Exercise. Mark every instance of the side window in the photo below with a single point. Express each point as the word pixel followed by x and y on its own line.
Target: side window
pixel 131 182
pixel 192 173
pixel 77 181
# # # # #
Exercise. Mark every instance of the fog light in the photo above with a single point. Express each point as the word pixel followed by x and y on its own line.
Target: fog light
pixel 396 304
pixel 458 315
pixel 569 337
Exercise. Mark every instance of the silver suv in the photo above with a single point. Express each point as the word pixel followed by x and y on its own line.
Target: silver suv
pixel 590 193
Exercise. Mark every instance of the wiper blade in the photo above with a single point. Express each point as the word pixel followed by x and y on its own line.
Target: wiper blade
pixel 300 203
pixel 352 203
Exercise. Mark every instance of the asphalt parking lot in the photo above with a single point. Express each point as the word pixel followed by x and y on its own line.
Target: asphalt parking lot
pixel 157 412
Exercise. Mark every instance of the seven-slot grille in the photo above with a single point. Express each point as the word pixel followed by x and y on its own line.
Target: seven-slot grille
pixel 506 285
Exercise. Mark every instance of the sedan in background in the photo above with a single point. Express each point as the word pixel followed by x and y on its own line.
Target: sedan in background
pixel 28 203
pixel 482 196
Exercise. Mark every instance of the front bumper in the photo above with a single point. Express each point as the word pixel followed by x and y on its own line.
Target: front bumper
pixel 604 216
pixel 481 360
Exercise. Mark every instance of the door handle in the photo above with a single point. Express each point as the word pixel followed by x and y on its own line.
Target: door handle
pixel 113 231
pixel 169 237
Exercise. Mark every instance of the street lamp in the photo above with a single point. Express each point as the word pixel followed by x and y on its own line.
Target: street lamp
# # # # #
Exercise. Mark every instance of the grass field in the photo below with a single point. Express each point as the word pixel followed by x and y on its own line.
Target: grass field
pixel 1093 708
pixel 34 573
# # # # #
Given the records above, return exactly the lines starting at the line containing "Exercise. Mark every instance of the street" and ending at the line containing "Target: street lamp", including both.

Task output:
Exercise. Mark every instance of the street lamp in the photo above with a single point. Express each point as the word pixel followed by x and y on its own line.
Target: street lamp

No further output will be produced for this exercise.